- SOURCE PASSAGE -
On the science of connection — and why the system gets it wrong

The “where is this going?” conversation rarely ends well. Everyone knows this. Shadchanim know this. The people who ask it know this, even as they ask it. The relationship was alive — uncertain, moving, full of potential futures — and then someone needed to know what it was, and the asking changed everything.

This isn’t sentimentality. It’s physics.

The study of intimate relationships has spent decades building a predictive science of love — compatibility scores, trait inventories, personality typologies. The implicit promise was simple: measure enough variables with enough precision, and you can know whether two people belong together before they do. What the science has actually discovered, when you look at where the field has moved over the last twenty years, is the opposite. The more rigorously researchers have tried to capture what happens between two people, the more clearly the data has pointed toward something that resists capture.

Real connection is a dynamical system. And dynamical systems don’t behave like checklists.

Classical models — the ones that partition compatibility into measurable vertices of personality and interest and values — work reasonably well for describing what a relationship looks like from the outside, after the fact. They are poor predictors of what will happen before it does. They treat the anomalies — the couple who shouldn’t have worked but did, the pair with perfect profiles who felt nothing — as statistical noise, error, outliers to be averaged away.

They are not noise. They are the signal.

What researchers working at the intersection of physics and psychology have begun to recognize is that relationships are characterized by what scientists call sensitive dependence — the butterfly effect applied to intimate interaction. A single misaligned tone in a first conversation can diverge trajectory exponentially. Two people who might have found each other under slightly different conditions never do because of how the meeting was framed, when it happened, what had just occurred in each person’s morning. The outcome depends on initial conditions in ways that are, by their mathematical nature, unpredictable.

- REQUIRED WORK -
[1] Answer these questions using the essay on the science of connection:
(a) According to the essay, what was the implicit promise of a predictive science of love?
(b) How do classical models treat the anomalies?
(c) What term do scientists use for the butterfly effect applied to intimate interaction?
[2] Transcribe part of the essay on the science of connection, beginning at the words "They are not" and stopping after the words "mathematical nature, unpredictable.".
[3] Pick up the essay on the science of connection after its final sentence and continue writing it.

- DATA SUPPLIED -
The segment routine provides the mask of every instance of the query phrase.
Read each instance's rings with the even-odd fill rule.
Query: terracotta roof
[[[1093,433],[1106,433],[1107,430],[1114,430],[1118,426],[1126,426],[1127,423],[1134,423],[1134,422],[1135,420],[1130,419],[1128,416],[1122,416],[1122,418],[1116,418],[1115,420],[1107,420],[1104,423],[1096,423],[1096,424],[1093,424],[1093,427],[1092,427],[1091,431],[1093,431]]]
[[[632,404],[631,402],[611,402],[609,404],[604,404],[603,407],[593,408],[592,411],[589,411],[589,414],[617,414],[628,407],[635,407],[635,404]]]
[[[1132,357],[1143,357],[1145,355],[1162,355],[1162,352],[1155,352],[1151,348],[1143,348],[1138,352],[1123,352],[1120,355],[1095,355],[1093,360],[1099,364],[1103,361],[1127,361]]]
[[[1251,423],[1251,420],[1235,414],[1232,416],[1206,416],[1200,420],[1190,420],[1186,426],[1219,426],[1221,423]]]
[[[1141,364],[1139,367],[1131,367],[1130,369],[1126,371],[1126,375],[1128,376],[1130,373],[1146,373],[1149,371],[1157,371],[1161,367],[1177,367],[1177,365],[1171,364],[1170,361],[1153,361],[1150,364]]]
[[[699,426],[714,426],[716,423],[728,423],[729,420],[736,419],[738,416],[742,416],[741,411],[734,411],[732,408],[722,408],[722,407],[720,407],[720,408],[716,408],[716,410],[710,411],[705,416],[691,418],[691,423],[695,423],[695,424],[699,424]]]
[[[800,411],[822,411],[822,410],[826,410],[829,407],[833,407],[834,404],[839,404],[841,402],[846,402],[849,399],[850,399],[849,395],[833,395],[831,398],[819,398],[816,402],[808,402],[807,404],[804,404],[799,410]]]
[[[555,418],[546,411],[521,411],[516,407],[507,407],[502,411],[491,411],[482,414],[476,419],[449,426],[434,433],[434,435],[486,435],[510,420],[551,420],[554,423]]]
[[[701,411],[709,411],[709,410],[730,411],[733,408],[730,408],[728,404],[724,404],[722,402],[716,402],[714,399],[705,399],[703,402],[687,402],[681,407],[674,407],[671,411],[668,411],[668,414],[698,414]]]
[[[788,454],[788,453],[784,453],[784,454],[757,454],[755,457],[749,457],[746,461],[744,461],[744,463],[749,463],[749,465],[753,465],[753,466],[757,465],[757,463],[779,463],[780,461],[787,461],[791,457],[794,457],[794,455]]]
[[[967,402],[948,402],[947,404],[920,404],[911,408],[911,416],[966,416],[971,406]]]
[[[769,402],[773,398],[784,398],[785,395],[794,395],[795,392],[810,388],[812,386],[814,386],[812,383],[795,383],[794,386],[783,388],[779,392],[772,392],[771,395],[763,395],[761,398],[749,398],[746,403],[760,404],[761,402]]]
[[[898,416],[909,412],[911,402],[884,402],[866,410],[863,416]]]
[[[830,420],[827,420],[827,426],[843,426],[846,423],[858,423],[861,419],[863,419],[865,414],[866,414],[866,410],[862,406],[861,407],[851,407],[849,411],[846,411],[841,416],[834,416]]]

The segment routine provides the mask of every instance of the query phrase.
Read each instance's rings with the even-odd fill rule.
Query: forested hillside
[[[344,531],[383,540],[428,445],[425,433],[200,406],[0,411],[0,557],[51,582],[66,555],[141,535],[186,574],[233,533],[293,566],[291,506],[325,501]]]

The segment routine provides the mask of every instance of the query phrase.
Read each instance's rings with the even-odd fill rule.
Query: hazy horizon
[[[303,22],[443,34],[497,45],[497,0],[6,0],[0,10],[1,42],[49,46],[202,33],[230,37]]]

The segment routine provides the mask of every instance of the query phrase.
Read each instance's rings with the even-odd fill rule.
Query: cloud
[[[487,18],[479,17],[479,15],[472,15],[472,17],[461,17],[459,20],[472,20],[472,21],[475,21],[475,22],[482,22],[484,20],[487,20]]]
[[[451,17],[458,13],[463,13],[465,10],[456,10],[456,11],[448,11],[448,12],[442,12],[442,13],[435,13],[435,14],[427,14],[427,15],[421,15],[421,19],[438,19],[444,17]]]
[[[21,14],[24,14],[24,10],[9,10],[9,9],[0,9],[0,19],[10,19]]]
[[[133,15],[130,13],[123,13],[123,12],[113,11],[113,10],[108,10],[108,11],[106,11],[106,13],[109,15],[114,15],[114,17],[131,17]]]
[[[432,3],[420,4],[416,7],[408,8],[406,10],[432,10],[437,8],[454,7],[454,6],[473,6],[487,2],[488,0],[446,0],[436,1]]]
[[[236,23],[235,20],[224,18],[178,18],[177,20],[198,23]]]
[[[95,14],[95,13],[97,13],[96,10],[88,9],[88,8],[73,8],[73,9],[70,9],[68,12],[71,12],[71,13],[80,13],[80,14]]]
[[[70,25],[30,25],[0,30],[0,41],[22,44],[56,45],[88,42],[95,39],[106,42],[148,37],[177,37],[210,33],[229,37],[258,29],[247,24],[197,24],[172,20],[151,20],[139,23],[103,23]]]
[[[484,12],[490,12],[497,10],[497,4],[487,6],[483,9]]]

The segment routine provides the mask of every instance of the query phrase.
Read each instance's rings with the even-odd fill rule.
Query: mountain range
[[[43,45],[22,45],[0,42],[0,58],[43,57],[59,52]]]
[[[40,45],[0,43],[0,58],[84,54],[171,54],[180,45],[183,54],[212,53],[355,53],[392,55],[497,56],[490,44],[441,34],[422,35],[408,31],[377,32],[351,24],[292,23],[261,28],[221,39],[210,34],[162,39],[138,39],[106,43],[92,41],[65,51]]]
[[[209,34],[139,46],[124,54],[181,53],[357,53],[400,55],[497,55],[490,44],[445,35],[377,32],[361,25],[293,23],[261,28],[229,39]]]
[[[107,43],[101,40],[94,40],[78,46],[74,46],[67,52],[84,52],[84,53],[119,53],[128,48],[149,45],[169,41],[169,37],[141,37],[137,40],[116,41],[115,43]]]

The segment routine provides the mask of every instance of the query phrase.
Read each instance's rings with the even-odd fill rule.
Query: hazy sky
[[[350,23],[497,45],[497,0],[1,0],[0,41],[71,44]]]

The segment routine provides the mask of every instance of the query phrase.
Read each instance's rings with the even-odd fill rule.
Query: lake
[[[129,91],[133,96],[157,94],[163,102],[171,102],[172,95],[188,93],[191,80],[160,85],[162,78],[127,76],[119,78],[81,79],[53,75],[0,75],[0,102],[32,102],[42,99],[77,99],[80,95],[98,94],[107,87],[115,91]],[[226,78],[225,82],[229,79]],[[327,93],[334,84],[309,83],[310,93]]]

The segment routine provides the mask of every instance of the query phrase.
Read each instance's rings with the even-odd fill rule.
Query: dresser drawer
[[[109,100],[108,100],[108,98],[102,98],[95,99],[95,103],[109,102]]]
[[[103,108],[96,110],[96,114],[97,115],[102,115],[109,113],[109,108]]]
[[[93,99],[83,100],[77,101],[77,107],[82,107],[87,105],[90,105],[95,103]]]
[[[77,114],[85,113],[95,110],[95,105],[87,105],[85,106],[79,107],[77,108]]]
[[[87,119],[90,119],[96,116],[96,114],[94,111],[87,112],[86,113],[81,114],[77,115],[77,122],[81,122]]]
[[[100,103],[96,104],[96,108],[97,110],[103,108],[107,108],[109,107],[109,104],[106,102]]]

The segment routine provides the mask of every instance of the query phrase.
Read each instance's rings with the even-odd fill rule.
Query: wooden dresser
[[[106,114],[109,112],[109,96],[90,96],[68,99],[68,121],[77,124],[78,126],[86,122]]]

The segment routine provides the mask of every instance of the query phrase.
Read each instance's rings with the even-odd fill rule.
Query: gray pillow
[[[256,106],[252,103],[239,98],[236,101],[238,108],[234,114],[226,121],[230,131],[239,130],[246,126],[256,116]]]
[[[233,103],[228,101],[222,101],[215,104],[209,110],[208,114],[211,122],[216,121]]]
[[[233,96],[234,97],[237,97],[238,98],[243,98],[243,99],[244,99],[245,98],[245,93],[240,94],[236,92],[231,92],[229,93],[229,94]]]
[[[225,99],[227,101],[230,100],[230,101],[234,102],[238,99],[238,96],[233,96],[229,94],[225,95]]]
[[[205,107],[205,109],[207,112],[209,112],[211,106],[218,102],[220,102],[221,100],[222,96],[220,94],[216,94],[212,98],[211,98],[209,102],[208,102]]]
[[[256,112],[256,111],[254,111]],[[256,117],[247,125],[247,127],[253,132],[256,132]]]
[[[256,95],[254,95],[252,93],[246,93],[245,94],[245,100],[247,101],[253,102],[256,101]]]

- RESPONSES PER TASK -
[1]
(a) Measure enough variables with enough precision, and you can know whether two people belong together before they do.
(b) They treat them as statistical noise, error, outliers to be averaged away.
(c) Sensitive dependence.

[2]
They are not noise. They are the signal.

What researchers working at the intersection of physics and psychology have begun to recognize is that relationships are characterized by what scientists call sensitive dependence — the butterfly effect applied to intimate interaction. A single misaligned tone in a first conversation can diverge trajectory exponentially. Two people who might have found each other under slightly different conditions never do because of how the meeting was framed, when it happened, what had just occurred in each person’s morning. The outcome depends on initial conditions in ways that are, by their mathematical nature, unpredictable.

[3]
This is not a problem with the data. This is a feature of the system.

The systems that connect two people can be mapped using attractors — stable patterns that a system gravitates toward over time. Some relationships settle into fixed equilibrium: predictable, calm, unchanging. Others cycle through the same oscillating pattern, the same pursuit-and-withdrawal rhythm, reliably recurring. And then there are what mathematicians call strange attractors. These are the systems that never settle, never repeat the exact same interaction twice, yet remain recognizably themselves. They have structure at every scale. They are bounded without being repetitive. No two points on the trajectory are identical, but the overall shape — the feel of the relationship, its particular texture — remains constant.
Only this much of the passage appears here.